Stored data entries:
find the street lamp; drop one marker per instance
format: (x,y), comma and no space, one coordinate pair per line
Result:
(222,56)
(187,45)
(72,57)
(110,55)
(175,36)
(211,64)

## Task details
Rewrite the whole listing with "street lamp" switched to "streetlight" and every other character left as it is.

## Task response
find the streetlight; drop one marker per instance
format: (x,y), comma and no space, one coordinate pair per line
Result:
(222,56)
(187,45)
(72,57)
(110,55)
(175,36)
(211,64)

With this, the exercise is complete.